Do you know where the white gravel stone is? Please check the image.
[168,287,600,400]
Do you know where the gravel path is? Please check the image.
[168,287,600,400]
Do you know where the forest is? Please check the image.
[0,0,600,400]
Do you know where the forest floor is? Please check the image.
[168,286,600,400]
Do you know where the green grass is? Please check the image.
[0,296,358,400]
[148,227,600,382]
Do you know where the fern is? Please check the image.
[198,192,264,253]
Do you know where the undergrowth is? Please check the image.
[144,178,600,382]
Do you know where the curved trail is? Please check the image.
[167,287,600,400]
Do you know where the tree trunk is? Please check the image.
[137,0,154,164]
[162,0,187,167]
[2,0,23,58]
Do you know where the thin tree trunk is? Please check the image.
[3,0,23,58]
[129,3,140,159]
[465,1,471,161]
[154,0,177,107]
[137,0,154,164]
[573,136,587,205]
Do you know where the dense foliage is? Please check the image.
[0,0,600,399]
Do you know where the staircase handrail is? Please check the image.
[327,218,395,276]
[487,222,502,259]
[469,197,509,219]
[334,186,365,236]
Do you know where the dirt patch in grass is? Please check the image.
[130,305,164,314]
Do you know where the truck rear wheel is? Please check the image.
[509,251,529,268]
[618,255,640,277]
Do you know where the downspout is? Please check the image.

WORK REQUIRED:
Rewrite all of the records above, putting "woods" wherever "forest" appears and leaving every other word unchanged.

TASK OUTPUT:
Do you know where the white gravel stone is? Please check the image.
[168,287,600,400]
Do you know where the gravel path is? Please check the image.
[168,287,600,400]
Do you know where the woods is? Please check the image.
[0,0,600,400]
Do you know where the woods floor is? Please check the image.
[168,286,600,400]
Do you know where the green grass is? Please check the image.
[0,296,358,400]
[148,227,600,382]
Do you know where the fern is? Please check the image.
[198,192,264,253]
Do you know where the undergrowth is? Please check the image.
[144,178,600,382]
Do you know where the curved trail is? Please check the image.
[167,287,600,400]
Do you know where the tree trunk is? Please check the image.
[137,0,154,164]
[162,0,187,167]
[2,0,23,58]
Do you know where the thin tree trunk is? Please check the image.
[3,0,23,58]
[129,3,140,159]
[465,1,471,161]
[154,0,177,107]
[137,0,154,164]
[573,136,587,205]
Do you know where the dense foliage is? Please check the image.
[0,0,600,399]
Do you know where the staircase handrail is? Please check the image.
[327,218,395,276]
[487,222,502,259]
[469,197,509,219]
[334,186,365,236]
Do you know where the dirt patch in grass is? Please check the image.
[130,305,164,314]
Do you know where the truck rear wheel is? Please check the image.
[509,251,529,268]
[618,255,640,277]
Do you know where the downspout is? Please check the image.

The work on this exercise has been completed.